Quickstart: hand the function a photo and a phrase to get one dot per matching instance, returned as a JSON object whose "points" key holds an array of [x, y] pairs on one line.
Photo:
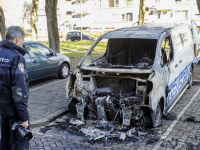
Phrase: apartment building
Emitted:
{"points": [[114, 14], [172, 11], [101, 14]]}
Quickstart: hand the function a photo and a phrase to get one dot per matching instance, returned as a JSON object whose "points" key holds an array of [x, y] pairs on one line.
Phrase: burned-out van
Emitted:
{"points": [[140, 76]]}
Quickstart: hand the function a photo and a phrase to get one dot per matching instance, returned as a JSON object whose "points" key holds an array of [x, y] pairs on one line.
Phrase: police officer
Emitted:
{"points": [[14, 89]]}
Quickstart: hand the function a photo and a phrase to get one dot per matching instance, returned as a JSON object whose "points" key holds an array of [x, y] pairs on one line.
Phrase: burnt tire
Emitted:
{"points": [[190, 78], [147, 119], [156, 116], [72, 106], [64, 71]]}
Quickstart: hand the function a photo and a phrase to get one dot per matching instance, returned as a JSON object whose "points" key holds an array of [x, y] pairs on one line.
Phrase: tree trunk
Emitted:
{"points": [[52, 24], [2, 23], [198, 5], [142, 11], [34, 18]]}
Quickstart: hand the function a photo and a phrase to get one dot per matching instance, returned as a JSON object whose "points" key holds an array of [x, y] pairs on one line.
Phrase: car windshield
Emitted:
{"points": [[127, 52]]}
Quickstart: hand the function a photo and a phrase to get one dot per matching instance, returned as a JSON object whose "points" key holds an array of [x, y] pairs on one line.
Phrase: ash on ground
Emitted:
{"points": [[101, 131]]}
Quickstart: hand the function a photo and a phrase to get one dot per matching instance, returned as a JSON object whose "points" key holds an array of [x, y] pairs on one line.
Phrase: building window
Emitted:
{"points": [[164, 13], [129, 17], [129, 3], [123, 17], [159, 13], [113, 3], [181, 15], [185, 12]]}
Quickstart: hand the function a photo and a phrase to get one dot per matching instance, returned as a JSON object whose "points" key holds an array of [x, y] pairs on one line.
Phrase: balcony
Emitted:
{"points": [[163, 6]]}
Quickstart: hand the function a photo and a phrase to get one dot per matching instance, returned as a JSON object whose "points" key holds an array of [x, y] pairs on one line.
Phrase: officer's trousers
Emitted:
{"points": [[11, 140]]}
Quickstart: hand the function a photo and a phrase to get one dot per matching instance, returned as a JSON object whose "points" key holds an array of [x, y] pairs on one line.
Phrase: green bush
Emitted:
{"points": [[28, 34]]}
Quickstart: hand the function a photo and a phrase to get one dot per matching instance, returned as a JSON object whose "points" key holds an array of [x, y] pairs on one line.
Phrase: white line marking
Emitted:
{"points": [[167, 132]]}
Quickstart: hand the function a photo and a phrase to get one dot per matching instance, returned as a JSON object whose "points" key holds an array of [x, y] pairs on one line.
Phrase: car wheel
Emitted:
{"points": [[64, 71], [190, 78], [156, 116]]}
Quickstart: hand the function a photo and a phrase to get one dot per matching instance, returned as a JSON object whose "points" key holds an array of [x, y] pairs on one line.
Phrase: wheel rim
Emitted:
{"points": [[157, 115], [65, 71]]}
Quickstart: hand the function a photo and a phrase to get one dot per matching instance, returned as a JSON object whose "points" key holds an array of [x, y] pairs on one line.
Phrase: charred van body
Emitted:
{"points": [[135, 79]]}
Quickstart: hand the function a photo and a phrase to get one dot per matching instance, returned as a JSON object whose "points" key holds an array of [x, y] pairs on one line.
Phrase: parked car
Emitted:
{"points": [[42, 61], [76, 35], [141, 76]]}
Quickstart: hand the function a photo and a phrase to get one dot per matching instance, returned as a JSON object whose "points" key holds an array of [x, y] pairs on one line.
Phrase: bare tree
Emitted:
{"points": [[34, 18], [2, 23], [142, 11], [198, 5], [52, 24], [27, 11]]}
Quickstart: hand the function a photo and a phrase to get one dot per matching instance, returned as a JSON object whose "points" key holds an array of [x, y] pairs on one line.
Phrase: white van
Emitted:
{"points": [[142, 74]]}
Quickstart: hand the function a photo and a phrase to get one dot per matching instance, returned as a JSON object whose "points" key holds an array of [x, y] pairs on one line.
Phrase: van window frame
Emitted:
{"points": [[171, 47]]}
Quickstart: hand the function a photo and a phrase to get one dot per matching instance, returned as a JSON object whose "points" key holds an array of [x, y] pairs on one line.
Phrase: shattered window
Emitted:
{"points": [[139, 53], [99, 50], [167, 52]]}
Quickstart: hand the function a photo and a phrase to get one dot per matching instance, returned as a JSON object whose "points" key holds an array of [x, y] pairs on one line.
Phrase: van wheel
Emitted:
{"points": [[64, 71], [190, 78], [156, 116], [72, 106], [147, 119]]}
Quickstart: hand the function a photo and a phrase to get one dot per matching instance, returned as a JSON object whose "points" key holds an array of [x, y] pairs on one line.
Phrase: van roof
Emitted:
{"points": [[150, 31]]}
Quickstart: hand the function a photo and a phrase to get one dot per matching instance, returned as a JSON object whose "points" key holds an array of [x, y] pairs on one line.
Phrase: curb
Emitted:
{"points": [[48, 119], [57, 114]]}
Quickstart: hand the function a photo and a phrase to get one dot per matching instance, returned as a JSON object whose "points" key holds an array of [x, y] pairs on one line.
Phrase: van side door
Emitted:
{"points": [[169, 63], [196, 38], [182, 62]]}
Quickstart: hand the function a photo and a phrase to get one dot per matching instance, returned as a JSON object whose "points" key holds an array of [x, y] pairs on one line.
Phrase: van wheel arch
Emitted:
☆ ☆ ☆
» Exercise objective:
Copy all the lines of data exactly as they appear, dropping any images.

» Reply to the exercise:
Quickstart: hand the function a photo and a phrase to get one dot per matching instance, returned as a JSON object whose "points" key holds an array of [x, y] pairs on one line.
Photo:
Phrase: apartment building
Emitted:
{"points": [[114, 14], [172, 11], [101, 14]]}
Quickstart: hand the function a photo and a phrase to get one dot per matching instance, returned as a JSON object whose "points" key holds an array of [x, y] pairs on one line.
Phrase: burned-out van
Emitted:
{"points": [[140, 76]]}
Quickstart: hand the function a photo and a phrase to get one dot per matching instance, returned as a JSON object whose "points" key holds an array of [x, y] pairs on one line.
Phrase: police officer
Emitted:
{"points": [[14, 89]]}
Quickstart: hand the function a photo and a phrase to get one dot per matching instance, returned as a JSON object whose "points" key holds an array of [x, y] pairs on one line.
Phrase: burnt tire
Emitted:
{"points": [[190, 78], [147, 119], [156, 116], [72, 106], [64, 71]]}
Quickstart: hand the function a photo and a phrase to get one dot per matching instance, returned as a JSON object whose "points" key holds an array of [x, y] pairs on one line.
Phrase: tree trunk
Emitted:
{"points": [[52, 24], [2, 23], [198, 5], [142, 11], [34, 18]]}
Quickstart: hand the function a photo and a phrase to get one dot per matching instance, returned as a JSON object whose "points" key holds an array of [x, y] pairs on one line.
Phrase: car windshield
Emitted:
{"points": [[127, 52]]}
Quickstart: hand the function a photo and a phrase to get one dot per matching instance, returned as a JSON object whose "points" key holds an array of [x, y] pairs on one line.
Phrase: ash on ground
Emitted:
{"points": [[101, 131]]}
Quickstart: hand the function a photo and a phrase to get one dot per matching instance, returned as a JSON object whose "points" key holds an array of [x, y] pairs on one line.
Phrase: building window
Emitted:
{"points": [[164, 13], [129, 17], [129, 3], [123, 17], [159, 13], [113, 3], [181, 15], [185, 12]]}
Quickstart: hand the function a photo and a phrase to get one dot per matching instance, returned as a JSON object whose "points" key holds an array of [x, y] pairs on one line.
Phrase: balcony
Emitted:
{"points": [[163, 6]]}
Quickstart: hand the function a photo and a phrase to get one dot per matching instance, returned as a JSON object whose "points" key holds an array of [x, y] pairs on one line.
Phrase: officer's trousers
Emitted:
{"points": [[11, 140]]}
Quickstart: hand the function a photo and a phrase to get one dot per matching instance, returned as a JSON object whose "points" key holds an array of [x, y] pairs on one line.
Phrase: green bush
Emitted:
{"points": [[28, 34]]}
Quickstart: hand the function a photo and a phrase to get one dot per matching instance, returned as a JSON object whose "points" key holds an array of [x, y] pairs on one line.
Phrase: white line marking
Emitted:
{"points": [[167, 132]]}
Quickstart: hand the function a photo and a phrase to get one dot per matching instance, returned as a JSON object whose "points" key holds an array of [x, y] pairs on one line.
Phrase: car wheel
Emitted:
{"points": [[64, 71], [190, 78], [156, 116]]}
Quickstart: hand the function a photo and a phrase to get one dot per matching instance, returned as a JSON object whose "points" key holds an array of [x, y] pairs on one line.
Phrase: wheel rim
Emitted:
{"points": [[157, 115], [65, 71]]}
Quickstart: hand the function a photo and a phrase to get one dot per matching instance, returned as a JSON object whose "points" key holds an array of [x, y] pairs on one line.
Phrase: charred van body
Emitted:
{"points": [[135, 79]]}
Quickstart: hand the function a photo and a phrase to get one dot per matching instance, returned as a JSON object whose "points" key holds an array of [x, y] pairs on one line.
Phrase: parked car
Emitted:
{"points": [[42, 61], [76, 35], [141, 76]]}
Quickstart: hand the function a photo and a phrase to get one dot per matching instance, returned as a JSON object whose "points" key holds an array of [x, y] pairs on one line.
Phrase: bare tree
Emitted:
{"points": [[34, 18], [2, 23], [142, 11], [198, 5], [52, 24], [27, 11]]}
Quickstart: hand the function a photo and a phrase to get one dot per matching instance, returned as a JSON object whose "points" key holds an array of [x, y] pairs on one line.
Phrase: white van
Emitted:
{"points": [[142, 74]]}
Quickstart: hand the function a photo and a phrase to get one dot per matching instance, returned as a JSON object whose "points" key holds an array of [x, y] pairs on one line.
Phrase: van window frame
Emitted:
{"points": [[171, 47]]}
Quickstart: hand the function a photo and a phrase to get one dot per matching instance, returned as a JSON object whose "points" key holds an array of [x, y] pairs on one line.
Phrase: shattered window
Emitted:
{"points": [[139, 53], [99, 50], [167, 52]]}
Quickstart: hand the function a photo and a phrase to get one dot per matching instance, returned as a JSON object whose "points" key holds an array of [x, y] pairs on one line.
Phrase: van wheel
Emitted:
{"points": [[64, 71], [190, 78], [156, 116], [72, 106], [147, 119]]}
Quickstart: hand the function a photo and a phrase to get one dot per matching instance, returned as a JSON object whose "points" key holds an array of [x, y] pairs on one line.
Phrase: van roof
Emitted:
{"points": [[150, 31]]}
Quickstart: hand the function a photo and a phrase to get one dot per matching instance, returned as a JSON object whose "points" key holds an array of [x, y] pairs on one line.
Phrase: curb
Emitted:
{"points": [[48, 119], [57, 114]]}
Quickstart: hand the function a photo and a phrase to get one dot per matching instance, returned as a JSON object whose "points" key holds an array of [x, y] pairs on one line.
Phrase: van side door
Emitted:
{"points": [[169, 63], [196, 38], [182, 62]]}
Quickstart: hand the function a photo and a phrase to get one dot per matching instance, returned as a JSON object whose "points" key holds an array of [x, y] pairs on one line.
Phrase: van wheel arch
Emitted:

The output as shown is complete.